= Sir William Wray, 1st Baronet, of Ashby =

English politician

Sir William Wray, 1st Baronet, of Ashby (1625 - 17 October 1669) was an English politician who sat in the House of Commons at various times between 1645 and 1660.

Wray was the son of Sir Christopher Wray of Ashby, Lincolnshire, and his wife, Albinia Cecil, daughter of Edward Cecil, 1st Viscount Wimbledon. He was grandson of Sir William Wray, 1st Baronet, of Glentworth. He was admitted to Lincoln's Inn on 5 November 1638.

In the Civil War, his father raised a regiment in the Parliamentarian army and he may have served as a captain. He succeeded to the estates of Ashby on the death of his father in February 1645 and was travelling abroad later in the year when he was elected Member of Parliament for Great Grimsby as a recruiter to the Long Parliament. He was underage and it was said that at this time he "little minded anything except drinking and folly". He was excluded under Pride's Purge in 1648. He was elected MP for Grimsby again in 1654 for the First Protectorate Parliament and became deputy governor of Beaumaris Castle in the same year. He was elected MP for Grimsby again in 1656 for the Second Protectorate Parliament and in 1659 for the Third Protectorate Parliament.

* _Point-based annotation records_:
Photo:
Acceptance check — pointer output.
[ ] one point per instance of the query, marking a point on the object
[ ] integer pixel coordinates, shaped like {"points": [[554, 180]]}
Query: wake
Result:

* _Task brief_: Write the next part of the Sir William Wray biography, starting after its final sentence. The records are separate material, unconnected to the biography of Sir William Wray.

* _Written response_:
In April 1660, Wray was elected again for Grimsby in the Convention Parliament by which time he was reckoned a Royalist. He was knighted on 6 June 1660 and was created a baronet (of Ashby) on 27 June 1660. He had an estate worth £3000 per annum. Wray died at the age of 43 and was buried at Ashby.

==Family==
Wray married in or before 1652 Olympia Tufton, daughter of Sir Humfrey Tufton, 1st Baronet of the Mote, Maidstone and had 3 sons and 5 daughters. His son Christopher succeeded him to the baronetcy of Ashby. Sir Christopher also succeeded as 6th Baronet to the earlier Wray baronetcy of Glentworth following the death of Sir Bethell Wray, 5th Baronet without male issue in 1672.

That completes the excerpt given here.